◆ **THE PROBLEM**: Copy out the data below, all of it, exactly.

***** DATA TO PROCESS

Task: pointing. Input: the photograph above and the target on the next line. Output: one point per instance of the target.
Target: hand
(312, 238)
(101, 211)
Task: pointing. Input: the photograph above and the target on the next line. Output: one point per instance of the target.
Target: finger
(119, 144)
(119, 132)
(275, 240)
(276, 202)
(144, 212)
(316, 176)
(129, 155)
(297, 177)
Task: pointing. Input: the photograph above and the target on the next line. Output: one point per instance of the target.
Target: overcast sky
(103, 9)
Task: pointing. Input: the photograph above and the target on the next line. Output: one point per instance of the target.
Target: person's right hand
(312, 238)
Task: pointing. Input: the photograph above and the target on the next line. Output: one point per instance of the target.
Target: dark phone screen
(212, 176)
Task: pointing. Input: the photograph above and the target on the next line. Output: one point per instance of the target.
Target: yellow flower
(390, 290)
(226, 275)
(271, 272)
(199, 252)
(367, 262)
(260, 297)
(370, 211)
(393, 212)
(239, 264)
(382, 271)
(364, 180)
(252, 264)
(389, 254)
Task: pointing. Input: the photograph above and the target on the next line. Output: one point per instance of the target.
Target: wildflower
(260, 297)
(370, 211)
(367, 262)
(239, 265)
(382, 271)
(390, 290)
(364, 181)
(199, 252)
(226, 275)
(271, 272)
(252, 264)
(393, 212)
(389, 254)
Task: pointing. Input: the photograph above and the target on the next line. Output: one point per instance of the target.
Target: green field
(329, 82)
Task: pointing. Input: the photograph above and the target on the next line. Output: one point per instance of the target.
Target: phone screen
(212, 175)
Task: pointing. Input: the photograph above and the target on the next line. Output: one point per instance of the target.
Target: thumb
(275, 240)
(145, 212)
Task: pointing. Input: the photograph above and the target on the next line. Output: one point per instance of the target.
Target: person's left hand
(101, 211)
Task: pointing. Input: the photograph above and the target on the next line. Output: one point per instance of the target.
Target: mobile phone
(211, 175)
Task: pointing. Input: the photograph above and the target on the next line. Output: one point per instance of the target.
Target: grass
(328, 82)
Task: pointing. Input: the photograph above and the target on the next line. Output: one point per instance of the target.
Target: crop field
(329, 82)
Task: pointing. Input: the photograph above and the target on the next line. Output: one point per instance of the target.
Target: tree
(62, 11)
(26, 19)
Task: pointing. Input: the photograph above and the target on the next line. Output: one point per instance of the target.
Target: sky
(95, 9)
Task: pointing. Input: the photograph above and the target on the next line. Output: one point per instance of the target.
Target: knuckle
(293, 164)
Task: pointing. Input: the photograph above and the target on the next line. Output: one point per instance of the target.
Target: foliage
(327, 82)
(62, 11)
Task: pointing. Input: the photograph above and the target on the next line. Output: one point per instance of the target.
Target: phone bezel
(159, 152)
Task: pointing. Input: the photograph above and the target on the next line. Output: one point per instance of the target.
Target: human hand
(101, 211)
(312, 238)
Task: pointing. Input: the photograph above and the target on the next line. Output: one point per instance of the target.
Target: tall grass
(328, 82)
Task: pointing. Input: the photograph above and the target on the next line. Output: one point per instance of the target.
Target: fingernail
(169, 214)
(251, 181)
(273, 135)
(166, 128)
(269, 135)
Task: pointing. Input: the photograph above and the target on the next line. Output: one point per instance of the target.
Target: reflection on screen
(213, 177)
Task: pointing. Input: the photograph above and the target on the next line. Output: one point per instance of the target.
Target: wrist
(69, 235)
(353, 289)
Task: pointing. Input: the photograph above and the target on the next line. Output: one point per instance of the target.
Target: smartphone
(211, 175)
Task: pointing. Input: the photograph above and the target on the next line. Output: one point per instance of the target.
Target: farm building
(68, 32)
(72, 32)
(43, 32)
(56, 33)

**********

◆ **EXERCISE ANSWER**:
Task: pointing. Input: the photograph above and the target on the next line. Output: one point per instance of the target.
Target: hand
(312, 238)
(101, 211)
Task: pointing. Input: the photograph above and the target on the next line. Output: one point per instance of the target.
Target: finger
(119, 144)
(119, 132)
(275, 240)
(276, 202)
(144, 212)
(316, 176)
(129, 155)
(297, 177)
Task: pointing. Input: the photograph above and the target on the next line. Output: one point per instance of the target.
Target: overcast sky
(103, 9)
Task: pointing. Input: the photograph above and the target on the next line. Output: one point per instance of the target.
Target: person's right hand
(312, 238)
Task: pointing. Input: the photograph above and the target on the next line. Output: one point per instance of the target.
Target: dark phone screen
(212, 176)
Task: pointing. Input: the photograph above and the target on the next line. Output: one point per instance of the target.
Target: yellow flower
(390, 290)
(226, 275)
(271, 272)
(199, 252)
(367, 262)
(260, 297)
(370, 211)
(393, 212)
(239, 264)
(382, 271)
(364, 180)
(252, 264)
(389, 254)
Task: pointing. Input: the photograph above and the target on the next line. Output: one point per instance of the target.
Target: wildflower
(260, 297)
(370, 211)
(367, 262)
(239, 265)
(382, 271)
(390, 290)
(364, 181)
(199, 252)
(226, 275)
(271, 272)
(252, 264)
(393, 212)
(389, 254)
Task: pointing. Input: the photograph above and the target on the next line. Output: one point per instance of the target.
Target: green field
(329, 82)
Task: pointing. Input: the photograph above and the target on the next line. Output: one point per instance of the target.
Target: phone screen
(212, 175)
Task: pointing. Input: the photograph above and the target on the next line. Output: one point per instance of the target.
Target: thumb
(275, 240)
(145, 212)
Task: pointing. Input: the photograph above and the target on the next line. Output: one point per instance of the target.
Target: person's left hand
(101, 211)
Task: pointing. Input: the photograph above and the target on the next line. Output: one point per instance of the target.
Target: mobile phone
(211, 175)
Task: pointing. Input: the photograph above and the target on the next line. Output: one point per instance of the target.
Target: grass
(328, 82)
Task: pointing. Input: the photograph above and the target on the next line. Output: one point per instance of the target.
Target: crop field
(329, 82)
Task: pointing. Input: the photograph above and the target on the next line. Output: one point per instance of the target.
Target: tree
(62, 11)
(26, 19)
Task: pointing. Input: the photograph above and the target on the next line. Output: one point per instance of the target.
Target: sky
(95, 9)
Task: pointing. Input: the photograph above and the target on the next line. Output: one point per instance of the target.
Target: knuckle
(293, 164)
Task: pointing. Input: the photograph above and the target on the next line. Output: one point per instance of the target.
Target: foliage
(327, 82)
(62, 11)
Task: pointing. Input: the photograph above and the target on the next line. Output: one point per instance of the target.
Target: phone bezel
(159, 152)
Task: pointing. Input: the photograph above and the target on the next line. Output: one point per instance of the target.
Target: human hand
(101, 211)
(312, 238)
Task: pointing. Input: the photograph above and the target on the next line. Output: one point per instance of the target.
Target: tall grass
(328, 82)
Task: pointing. Input: the photograph above and the target on the next line. Output: one point per instance of the target.
Target: fingernail
(169, 214)
(251, 181)
(273, 135)
(166, 128)
(269, 135)
Task: pointing. Input: the photograph above and the target on the next line. Output: one point per instance of the target.
Target: reflection on screen
(213, 177)
Task: pointing. Input: the photograph above and the target on the next line. Output: one point per instance of the target.
Target: wrist
(69, 235)
(353, 289)
Task: pointing. Input: the photograph above and the target on the next line. Output: one point per instance of the target.
Target: smartphone
(211, 175)
Task: pointing. Input: the photograph above and the target on the next line. Output: one point per instance of the target.
Target: farm building
(68, 32)
(72, 32)
(43, 32)
(56, 33)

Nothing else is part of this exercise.